▸ Task requirements:
Will you quote all of the entries, word for word?

▸ Listed entries:
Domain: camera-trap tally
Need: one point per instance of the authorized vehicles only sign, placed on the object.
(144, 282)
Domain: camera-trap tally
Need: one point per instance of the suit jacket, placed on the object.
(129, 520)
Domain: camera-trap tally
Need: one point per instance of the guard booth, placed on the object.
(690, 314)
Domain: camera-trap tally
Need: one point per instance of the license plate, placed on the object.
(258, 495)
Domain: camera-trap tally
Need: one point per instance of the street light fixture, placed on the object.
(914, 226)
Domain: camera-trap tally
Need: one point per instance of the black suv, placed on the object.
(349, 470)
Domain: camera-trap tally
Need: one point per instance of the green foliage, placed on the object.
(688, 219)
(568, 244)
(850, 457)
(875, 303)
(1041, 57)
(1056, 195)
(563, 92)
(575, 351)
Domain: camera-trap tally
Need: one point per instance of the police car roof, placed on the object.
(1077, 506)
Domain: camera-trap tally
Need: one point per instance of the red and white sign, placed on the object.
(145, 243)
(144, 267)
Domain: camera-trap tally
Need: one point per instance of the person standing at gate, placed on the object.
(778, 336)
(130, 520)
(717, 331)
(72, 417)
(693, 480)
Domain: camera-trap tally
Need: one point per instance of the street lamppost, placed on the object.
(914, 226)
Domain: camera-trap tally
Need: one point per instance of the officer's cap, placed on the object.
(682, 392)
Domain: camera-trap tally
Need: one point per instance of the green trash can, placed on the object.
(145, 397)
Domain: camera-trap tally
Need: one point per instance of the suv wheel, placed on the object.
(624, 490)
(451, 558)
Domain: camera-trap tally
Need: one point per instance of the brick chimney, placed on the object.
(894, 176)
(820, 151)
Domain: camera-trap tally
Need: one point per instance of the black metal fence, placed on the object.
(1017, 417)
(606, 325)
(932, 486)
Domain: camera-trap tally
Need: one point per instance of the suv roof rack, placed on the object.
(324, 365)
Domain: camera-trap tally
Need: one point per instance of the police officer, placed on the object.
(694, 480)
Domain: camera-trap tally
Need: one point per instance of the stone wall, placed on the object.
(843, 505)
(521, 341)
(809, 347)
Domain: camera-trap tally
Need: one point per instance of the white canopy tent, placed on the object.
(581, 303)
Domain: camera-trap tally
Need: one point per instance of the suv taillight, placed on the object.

▸ Answer in full:
Domain: camera-trap tally
Need: one point per instance of the authorized vehicles only sign, placed on the object.
(144, 282)
Domain: camera-trap tally
Need: one point per instance of the suit jacket, placed on the object.
(129, 520)
Domain: camera-trap tally
Need: one point per instance of the guard booth, placed on the object.
(690, 314)
Domain: camera-trap tally
Need: one point per instance of the license plate, placed on the object.
(258, 495)
Domain: camera-trap tally
Need: one point per instance of the street light fixture, placed on the object.
(914, 226)
Domain: camera-trap tally
Need: one point per instance of the black suv, placed on the object.
(349, 470)
Domain: camera-trap tally
Need: one point per instance of the green foliage, placed on the object.
(688, 219)
(568, 244)
(850, 457)
(875, 303)
(1041, 57)
(1056, 195)
(563, 92)
(575, 351)
Domain: camera-trap tally
Need: one point per instance of the police car roof, placed on the object.
(1077, 506)
Domain: camera-trap tally
Need: one point per instance of the red and white sign, placed on the object.
(145, 243)
(144, 267)
Domain: camera-trap tally
Need: one point per instance of the person standing at gate, placed on the object.
(778, 336)
(130, 520)
(717, 331)
(72, 417)
(693, 480)
Domain: camera-trap tally
Need: one point per instance of the street lamppost, placed on the object.
(914, 226)
Domain: camera-trap tally
Need: one point per instance of the officer's cap, placed on the object.
(682, 392)
Domain: camera-trap tally
Need: one point per instance of the green trash can, placed on the object.
(145, 397)
Domain: camera-trap tally
Need: one point per instance of the suv wheel, placed on the object.
(624, 490)
(451, 558)
Domain: camera-trap tally
Need: one point per instance of the brick chimney, placed on the object.
(894, 176)
(820, 151)
Domain: camera-trap tally
Need: one point per instance of the black metal fence, placed on the object.
(1017, 417)
(606, 325)
(932, 486)
Domain: camera-trap tally
Need: one point per instance of the suv roof rack, placed on the object.
(324, 365)
Domain: camera-trap tally
Need: one point per instance of the police officer, placed on the object.
(694, 480)
Domain: camera-trap tally
Need: one point per instance of the stone wall, placed on the object.
(843, 505)
(521, 341)
(809, 347)
Domain: camera-trap tally
Need: one point per instance of the white canopy tent, placed on the object.
(581, 303)
Domain: camera-trap tally
Need: one point per instance of the suv taillight, placed on the object.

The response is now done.